:: Exercise prompt ::
Convert everything from the line containing "Target: human hand" down to the line containing "[[[65,0],[65,17],[83,42],[113,57],[119,41],[142,31],[149,0]]]", both ends included, into a JSON list of strings with one string per line and blank lines omitted.

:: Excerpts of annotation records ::
◆ ◆ ◆ ◆ ◆
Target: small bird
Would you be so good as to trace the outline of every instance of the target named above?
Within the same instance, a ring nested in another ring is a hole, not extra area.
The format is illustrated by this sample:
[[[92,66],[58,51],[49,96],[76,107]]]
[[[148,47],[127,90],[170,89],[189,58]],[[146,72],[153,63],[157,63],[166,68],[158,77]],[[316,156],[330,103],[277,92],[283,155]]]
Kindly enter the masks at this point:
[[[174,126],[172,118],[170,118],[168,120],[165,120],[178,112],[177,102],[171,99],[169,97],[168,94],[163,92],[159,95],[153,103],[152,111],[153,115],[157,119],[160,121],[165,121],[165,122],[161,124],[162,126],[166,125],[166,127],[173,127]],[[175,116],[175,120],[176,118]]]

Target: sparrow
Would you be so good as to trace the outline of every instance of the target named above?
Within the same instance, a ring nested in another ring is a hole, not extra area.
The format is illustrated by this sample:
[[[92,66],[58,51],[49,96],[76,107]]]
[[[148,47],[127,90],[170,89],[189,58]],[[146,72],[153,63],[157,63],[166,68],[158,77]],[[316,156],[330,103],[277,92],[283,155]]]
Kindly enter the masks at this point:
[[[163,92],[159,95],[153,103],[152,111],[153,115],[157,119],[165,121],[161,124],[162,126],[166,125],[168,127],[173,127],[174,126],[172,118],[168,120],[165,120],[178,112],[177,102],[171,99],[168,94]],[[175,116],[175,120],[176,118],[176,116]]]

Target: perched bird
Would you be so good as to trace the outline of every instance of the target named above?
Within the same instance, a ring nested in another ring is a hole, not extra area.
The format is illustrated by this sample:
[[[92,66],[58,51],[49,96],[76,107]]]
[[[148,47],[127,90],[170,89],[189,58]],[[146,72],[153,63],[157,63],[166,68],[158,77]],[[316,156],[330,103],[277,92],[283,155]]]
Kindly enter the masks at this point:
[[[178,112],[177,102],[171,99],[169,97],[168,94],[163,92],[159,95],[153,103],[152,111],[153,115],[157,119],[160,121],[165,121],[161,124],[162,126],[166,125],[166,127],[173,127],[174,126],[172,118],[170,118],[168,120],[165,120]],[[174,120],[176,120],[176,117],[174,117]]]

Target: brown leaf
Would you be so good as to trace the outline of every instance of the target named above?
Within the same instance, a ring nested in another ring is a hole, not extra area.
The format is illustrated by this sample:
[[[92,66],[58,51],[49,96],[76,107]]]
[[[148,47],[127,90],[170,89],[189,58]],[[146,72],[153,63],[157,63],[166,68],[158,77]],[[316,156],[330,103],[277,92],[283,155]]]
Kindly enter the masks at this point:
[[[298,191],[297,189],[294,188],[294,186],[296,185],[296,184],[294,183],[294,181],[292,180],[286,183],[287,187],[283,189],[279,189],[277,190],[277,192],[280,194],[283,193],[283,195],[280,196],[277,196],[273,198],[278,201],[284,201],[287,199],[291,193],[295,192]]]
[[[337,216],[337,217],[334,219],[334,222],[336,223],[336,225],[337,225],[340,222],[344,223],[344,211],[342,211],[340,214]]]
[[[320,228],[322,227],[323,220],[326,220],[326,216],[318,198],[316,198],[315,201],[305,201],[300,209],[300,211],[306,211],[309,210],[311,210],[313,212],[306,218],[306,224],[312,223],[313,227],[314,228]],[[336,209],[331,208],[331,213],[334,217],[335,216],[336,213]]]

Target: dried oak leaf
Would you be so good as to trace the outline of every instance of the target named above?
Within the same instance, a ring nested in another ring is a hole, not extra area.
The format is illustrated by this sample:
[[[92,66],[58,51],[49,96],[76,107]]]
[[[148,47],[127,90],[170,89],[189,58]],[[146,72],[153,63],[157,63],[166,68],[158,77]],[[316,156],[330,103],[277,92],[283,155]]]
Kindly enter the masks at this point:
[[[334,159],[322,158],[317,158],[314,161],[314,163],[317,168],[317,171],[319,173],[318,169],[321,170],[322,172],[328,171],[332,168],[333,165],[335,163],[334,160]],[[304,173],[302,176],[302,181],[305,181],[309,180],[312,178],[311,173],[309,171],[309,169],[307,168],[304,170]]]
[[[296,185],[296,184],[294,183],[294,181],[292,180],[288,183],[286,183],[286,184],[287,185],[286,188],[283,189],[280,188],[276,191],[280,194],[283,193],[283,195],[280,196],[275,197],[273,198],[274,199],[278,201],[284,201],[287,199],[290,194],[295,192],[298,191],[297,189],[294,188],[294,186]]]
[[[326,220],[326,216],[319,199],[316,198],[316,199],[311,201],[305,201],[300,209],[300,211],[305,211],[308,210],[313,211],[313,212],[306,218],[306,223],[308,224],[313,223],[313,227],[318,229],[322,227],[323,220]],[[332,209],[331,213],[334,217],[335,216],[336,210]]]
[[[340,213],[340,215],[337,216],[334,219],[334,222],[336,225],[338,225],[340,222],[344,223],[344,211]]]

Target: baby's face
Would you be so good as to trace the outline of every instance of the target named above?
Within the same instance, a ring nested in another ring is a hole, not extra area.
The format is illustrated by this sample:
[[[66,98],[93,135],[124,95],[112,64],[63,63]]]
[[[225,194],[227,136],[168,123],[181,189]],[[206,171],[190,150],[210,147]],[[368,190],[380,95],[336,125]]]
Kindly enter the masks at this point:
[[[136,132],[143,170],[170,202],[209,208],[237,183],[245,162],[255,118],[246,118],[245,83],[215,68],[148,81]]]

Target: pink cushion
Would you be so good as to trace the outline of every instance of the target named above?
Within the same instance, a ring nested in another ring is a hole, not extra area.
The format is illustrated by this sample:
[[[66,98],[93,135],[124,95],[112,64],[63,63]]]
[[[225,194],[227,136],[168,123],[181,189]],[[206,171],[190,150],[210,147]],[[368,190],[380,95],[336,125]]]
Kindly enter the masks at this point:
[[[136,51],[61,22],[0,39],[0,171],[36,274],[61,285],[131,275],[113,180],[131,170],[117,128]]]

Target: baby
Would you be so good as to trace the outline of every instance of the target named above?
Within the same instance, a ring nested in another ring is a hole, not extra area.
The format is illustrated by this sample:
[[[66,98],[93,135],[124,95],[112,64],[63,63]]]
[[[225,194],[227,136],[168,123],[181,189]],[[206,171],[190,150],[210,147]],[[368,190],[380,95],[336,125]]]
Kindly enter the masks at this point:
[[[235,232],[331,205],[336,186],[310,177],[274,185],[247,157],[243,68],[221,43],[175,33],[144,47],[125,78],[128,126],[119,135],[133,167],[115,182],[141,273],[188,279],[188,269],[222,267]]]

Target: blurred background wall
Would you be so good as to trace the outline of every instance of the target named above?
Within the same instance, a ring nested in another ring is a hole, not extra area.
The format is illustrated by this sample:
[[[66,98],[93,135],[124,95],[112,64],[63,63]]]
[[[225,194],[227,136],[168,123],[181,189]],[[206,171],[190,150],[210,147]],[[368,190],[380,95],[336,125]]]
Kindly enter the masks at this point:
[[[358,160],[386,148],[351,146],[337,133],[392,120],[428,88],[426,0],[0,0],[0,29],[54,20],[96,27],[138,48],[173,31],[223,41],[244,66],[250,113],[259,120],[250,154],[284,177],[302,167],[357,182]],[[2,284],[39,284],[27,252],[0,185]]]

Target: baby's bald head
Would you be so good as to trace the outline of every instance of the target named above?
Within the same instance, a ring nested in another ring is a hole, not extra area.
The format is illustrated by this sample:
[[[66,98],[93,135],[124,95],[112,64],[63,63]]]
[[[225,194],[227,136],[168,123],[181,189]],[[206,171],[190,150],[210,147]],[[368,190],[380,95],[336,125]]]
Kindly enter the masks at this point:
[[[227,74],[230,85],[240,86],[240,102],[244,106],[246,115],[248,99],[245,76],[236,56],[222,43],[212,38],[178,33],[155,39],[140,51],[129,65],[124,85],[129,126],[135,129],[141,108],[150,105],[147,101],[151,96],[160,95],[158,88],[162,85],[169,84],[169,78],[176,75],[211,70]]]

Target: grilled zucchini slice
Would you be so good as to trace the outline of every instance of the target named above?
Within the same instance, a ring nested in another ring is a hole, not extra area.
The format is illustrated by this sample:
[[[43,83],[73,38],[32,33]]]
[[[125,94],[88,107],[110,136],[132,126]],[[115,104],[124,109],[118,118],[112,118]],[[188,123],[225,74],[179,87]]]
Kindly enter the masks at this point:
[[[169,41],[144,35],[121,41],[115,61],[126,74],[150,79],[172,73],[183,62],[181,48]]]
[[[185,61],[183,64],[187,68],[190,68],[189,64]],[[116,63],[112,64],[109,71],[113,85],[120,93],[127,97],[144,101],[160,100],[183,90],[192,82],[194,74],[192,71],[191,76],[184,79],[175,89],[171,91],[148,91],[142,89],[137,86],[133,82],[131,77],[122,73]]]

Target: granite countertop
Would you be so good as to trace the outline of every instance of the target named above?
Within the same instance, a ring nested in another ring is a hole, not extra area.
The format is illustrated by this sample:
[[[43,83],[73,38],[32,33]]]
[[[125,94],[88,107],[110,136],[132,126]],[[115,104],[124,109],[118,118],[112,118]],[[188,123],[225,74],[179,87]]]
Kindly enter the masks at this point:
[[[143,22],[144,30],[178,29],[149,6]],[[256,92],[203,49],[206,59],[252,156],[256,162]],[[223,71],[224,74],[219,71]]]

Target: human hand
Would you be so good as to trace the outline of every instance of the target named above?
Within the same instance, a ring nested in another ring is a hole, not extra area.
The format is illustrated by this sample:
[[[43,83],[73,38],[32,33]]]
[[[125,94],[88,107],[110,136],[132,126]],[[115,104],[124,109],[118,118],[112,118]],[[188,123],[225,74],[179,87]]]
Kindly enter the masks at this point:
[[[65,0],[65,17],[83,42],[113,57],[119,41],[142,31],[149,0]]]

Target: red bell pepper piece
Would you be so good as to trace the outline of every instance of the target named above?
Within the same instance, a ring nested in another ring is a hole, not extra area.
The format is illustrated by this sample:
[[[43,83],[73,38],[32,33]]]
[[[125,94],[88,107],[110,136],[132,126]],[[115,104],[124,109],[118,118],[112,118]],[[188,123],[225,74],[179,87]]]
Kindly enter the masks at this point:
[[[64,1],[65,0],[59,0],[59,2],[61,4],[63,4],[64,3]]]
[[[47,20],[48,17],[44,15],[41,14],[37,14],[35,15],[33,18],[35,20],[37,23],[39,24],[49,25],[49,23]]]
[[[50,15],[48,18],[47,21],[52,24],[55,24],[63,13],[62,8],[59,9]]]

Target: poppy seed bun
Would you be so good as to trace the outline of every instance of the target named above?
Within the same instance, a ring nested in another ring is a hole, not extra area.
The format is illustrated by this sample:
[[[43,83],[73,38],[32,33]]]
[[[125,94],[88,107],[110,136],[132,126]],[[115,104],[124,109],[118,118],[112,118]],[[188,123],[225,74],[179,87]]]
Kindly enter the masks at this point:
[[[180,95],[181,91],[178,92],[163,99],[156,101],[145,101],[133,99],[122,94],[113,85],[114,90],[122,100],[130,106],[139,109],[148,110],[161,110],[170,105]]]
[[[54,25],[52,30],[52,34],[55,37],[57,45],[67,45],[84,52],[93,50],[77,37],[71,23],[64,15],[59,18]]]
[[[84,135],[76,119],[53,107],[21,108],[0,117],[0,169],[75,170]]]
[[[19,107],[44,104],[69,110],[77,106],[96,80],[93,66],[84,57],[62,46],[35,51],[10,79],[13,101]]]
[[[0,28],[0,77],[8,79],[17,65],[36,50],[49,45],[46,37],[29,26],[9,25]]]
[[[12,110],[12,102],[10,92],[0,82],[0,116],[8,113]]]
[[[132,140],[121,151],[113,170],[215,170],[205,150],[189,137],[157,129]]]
◆ ◆ ◆ ◆ ◆
:: Task response ::
[
  "Target: human hand",
  "Would you be so good as to trace the outline of every instance of the target named above?",
  "Within the same instance, a ring nested in another ring is a hole, not extra area.",
  "The format is illustrated by this sample:",
  "[[[43,83],[73,38],[32,33]]]",
  "[[[125,94],[88,107],[110,136],[132,126]],[[115,104],[124,109],[118,118],[112,118]],[[188,123],[225,74],[179,87]]]",
  "Kindly enter the masks at this point:",
  "[[[65,0],[65,17],[83,42],[113,57],[119,41],[142,31],[149,0]]]"
]